═════ Source data ═════

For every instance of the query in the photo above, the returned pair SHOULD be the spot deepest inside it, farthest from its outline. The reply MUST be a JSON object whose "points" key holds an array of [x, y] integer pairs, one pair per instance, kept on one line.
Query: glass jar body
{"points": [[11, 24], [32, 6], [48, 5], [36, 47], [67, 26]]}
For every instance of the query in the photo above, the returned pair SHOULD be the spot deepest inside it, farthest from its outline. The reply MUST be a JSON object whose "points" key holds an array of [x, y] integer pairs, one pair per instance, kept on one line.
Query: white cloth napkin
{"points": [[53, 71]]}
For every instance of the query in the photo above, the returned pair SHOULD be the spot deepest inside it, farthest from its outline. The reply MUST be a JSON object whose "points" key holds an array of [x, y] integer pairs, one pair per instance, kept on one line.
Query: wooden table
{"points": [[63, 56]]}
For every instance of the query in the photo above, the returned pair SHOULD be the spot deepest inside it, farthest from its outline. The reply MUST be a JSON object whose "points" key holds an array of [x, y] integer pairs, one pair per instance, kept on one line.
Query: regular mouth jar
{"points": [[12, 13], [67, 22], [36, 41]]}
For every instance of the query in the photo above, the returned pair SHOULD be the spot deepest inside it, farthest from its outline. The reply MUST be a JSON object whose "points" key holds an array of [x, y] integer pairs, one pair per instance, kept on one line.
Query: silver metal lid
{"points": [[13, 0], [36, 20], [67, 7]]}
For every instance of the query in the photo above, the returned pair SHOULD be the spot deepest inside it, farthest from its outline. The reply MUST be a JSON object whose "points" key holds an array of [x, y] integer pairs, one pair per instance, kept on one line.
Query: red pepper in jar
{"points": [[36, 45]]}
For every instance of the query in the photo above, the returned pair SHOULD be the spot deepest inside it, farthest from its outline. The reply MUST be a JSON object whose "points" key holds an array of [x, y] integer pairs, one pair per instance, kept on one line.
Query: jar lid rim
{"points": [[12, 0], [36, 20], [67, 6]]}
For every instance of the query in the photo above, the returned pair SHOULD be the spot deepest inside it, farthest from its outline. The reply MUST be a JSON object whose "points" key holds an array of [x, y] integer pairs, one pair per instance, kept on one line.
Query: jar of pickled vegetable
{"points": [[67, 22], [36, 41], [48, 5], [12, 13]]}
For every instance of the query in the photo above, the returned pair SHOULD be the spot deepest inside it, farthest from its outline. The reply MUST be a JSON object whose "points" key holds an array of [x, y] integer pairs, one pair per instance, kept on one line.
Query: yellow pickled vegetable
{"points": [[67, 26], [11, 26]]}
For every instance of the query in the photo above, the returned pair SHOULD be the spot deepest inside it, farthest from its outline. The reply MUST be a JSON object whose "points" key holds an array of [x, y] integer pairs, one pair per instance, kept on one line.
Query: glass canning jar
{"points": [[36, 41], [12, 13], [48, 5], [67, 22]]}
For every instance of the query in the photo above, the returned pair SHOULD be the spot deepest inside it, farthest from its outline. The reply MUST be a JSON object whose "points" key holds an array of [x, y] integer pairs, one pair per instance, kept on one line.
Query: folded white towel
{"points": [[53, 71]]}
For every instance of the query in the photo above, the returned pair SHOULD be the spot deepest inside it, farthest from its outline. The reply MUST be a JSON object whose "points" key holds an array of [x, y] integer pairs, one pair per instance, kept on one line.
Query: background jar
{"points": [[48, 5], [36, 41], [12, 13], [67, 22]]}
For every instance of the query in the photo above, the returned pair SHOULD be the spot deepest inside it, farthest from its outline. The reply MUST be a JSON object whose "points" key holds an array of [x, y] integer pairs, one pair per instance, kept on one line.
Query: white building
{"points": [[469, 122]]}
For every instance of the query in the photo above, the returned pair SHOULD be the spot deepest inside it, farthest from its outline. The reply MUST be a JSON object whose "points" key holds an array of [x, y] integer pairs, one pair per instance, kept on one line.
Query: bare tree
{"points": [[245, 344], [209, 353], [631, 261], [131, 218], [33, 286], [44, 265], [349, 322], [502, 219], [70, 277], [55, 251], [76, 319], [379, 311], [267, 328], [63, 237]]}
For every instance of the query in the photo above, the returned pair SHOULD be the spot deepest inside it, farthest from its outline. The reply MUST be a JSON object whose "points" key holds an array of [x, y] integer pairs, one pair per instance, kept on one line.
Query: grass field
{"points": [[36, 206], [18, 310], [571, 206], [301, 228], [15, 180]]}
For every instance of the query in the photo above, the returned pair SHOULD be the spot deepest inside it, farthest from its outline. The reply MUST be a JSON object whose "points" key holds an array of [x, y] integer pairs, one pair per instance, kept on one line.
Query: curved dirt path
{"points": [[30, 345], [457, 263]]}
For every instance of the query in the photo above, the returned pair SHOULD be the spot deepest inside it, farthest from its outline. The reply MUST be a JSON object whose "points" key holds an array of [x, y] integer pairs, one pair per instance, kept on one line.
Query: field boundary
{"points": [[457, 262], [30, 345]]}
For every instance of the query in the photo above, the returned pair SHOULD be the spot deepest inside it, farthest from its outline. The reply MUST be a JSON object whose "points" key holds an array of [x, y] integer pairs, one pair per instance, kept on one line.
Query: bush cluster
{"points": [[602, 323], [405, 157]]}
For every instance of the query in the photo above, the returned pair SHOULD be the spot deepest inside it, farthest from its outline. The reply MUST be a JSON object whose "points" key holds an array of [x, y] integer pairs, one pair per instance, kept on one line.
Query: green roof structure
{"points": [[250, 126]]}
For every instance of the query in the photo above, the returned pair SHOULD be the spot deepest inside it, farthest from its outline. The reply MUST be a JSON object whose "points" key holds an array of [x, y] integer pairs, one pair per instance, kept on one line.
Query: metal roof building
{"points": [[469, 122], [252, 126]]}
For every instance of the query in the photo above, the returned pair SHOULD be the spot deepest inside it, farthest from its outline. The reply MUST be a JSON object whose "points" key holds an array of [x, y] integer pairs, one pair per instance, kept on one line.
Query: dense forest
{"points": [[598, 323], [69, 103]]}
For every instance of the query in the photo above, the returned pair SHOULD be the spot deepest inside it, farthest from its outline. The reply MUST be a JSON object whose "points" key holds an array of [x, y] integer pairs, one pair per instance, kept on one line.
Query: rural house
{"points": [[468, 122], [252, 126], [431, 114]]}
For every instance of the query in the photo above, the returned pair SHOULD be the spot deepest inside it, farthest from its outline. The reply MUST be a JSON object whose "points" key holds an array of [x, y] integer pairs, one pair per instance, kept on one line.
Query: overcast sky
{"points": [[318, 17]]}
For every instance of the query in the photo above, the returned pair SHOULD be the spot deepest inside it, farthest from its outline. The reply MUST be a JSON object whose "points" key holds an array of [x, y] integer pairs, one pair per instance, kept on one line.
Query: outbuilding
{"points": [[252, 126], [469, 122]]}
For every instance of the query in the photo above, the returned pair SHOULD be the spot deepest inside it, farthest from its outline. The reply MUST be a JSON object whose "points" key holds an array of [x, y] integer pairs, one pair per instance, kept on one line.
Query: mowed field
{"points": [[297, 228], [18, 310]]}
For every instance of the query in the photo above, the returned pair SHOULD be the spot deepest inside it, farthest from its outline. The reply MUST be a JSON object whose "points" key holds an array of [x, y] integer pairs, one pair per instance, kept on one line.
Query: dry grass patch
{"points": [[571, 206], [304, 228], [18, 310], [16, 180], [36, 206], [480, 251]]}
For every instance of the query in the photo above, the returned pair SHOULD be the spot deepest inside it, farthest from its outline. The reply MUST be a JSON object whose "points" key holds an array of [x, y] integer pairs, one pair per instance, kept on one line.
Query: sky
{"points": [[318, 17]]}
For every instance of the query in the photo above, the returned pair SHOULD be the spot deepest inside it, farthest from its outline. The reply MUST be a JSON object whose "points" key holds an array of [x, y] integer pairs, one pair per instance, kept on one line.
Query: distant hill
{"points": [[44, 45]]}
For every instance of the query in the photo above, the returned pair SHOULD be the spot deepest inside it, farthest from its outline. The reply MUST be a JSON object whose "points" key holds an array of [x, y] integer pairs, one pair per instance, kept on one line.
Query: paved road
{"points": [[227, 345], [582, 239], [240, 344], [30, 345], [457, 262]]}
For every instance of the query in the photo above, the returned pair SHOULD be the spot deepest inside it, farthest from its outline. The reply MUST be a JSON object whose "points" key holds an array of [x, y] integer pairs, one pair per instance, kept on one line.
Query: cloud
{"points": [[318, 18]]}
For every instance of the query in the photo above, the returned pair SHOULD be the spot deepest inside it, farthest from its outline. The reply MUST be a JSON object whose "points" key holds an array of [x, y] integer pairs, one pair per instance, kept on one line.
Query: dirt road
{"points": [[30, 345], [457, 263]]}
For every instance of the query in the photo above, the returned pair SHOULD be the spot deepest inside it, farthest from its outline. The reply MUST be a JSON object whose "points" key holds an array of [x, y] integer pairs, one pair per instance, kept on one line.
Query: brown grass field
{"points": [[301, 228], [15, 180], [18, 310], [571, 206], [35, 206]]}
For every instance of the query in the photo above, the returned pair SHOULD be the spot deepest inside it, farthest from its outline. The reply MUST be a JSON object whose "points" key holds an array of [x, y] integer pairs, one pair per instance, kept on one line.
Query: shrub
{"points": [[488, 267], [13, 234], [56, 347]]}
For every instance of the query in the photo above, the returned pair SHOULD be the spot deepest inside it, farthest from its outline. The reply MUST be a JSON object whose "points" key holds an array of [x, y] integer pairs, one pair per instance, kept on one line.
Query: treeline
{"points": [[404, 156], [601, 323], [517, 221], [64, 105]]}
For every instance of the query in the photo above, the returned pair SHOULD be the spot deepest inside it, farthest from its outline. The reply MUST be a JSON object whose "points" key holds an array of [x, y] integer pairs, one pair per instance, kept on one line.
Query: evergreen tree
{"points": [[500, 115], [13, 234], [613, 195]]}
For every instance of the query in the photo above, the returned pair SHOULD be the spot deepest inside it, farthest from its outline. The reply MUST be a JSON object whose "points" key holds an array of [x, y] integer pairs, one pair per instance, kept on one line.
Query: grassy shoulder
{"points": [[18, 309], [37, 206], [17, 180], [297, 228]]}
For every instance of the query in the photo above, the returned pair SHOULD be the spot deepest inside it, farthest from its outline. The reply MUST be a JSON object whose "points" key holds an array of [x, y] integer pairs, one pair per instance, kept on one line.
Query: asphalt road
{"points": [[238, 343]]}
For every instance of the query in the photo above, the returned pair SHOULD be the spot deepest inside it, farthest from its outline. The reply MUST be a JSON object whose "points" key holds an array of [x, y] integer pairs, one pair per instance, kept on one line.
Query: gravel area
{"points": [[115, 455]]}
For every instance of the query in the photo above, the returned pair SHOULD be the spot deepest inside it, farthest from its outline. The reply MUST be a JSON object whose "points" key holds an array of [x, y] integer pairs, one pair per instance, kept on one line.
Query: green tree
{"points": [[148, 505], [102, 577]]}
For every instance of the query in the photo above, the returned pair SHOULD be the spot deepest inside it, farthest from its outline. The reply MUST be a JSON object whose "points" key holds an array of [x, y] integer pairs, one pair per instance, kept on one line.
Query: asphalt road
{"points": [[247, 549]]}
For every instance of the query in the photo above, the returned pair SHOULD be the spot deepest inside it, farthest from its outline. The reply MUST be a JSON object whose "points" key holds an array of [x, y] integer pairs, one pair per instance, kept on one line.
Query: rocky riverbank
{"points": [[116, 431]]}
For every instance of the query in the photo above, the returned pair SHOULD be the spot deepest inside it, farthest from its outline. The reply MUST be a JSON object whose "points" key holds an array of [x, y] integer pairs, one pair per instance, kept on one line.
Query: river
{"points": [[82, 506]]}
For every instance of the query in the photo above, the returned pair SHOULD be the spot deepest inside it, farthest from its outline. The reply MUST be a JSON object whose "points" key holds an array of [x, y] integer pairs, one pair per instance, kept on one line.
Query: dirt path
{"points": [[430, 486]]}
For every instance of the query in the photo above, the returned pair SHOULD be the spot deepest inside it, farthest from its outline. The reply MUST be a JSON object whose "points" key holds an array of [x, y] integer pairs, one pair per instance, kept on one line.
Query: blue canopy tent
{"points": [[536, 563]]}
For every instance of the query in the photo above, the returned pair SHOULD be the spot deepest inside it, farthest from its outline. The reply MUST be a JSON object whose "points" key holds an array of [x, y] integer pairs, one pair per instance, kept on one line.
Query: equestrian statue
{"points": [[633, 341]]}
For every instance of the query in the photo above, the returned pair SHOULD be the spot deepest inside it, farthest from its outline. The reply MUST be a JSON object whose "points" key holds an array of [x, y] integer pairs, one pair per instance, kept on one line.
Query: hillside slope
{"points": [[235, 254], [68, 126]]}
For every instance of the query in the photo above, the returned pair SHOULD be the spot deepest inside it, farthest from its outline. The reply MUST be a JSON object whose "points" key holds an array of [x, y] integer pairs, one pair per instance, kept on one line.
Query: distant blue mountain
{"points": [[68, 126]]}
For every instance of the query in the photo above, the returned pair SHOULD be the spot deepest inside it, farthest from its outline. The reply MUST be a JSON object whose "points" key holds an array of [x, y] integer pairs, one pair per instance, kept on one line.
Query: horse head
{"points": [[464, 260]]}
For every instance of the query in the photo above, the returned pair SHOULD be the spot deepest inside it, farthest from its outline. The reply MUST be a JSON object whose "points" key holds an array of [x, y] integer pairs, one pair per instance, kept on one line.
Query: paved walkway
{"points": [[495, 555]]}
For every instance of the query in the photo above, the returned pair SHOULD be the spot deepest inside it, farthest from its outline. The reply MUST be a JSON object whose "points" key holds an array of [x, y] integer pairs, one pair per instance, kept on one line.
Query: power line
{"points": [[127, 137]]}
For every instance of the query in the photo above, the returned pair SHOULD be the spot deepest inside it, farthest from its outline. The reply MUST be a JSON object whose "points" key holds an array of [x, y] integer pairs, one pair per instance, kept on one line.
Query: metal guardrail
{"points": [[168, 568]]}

═════

**Given request:** Count how many lines of the entries above contain the word "white". Reply with the number alone.

**Written answer:** 3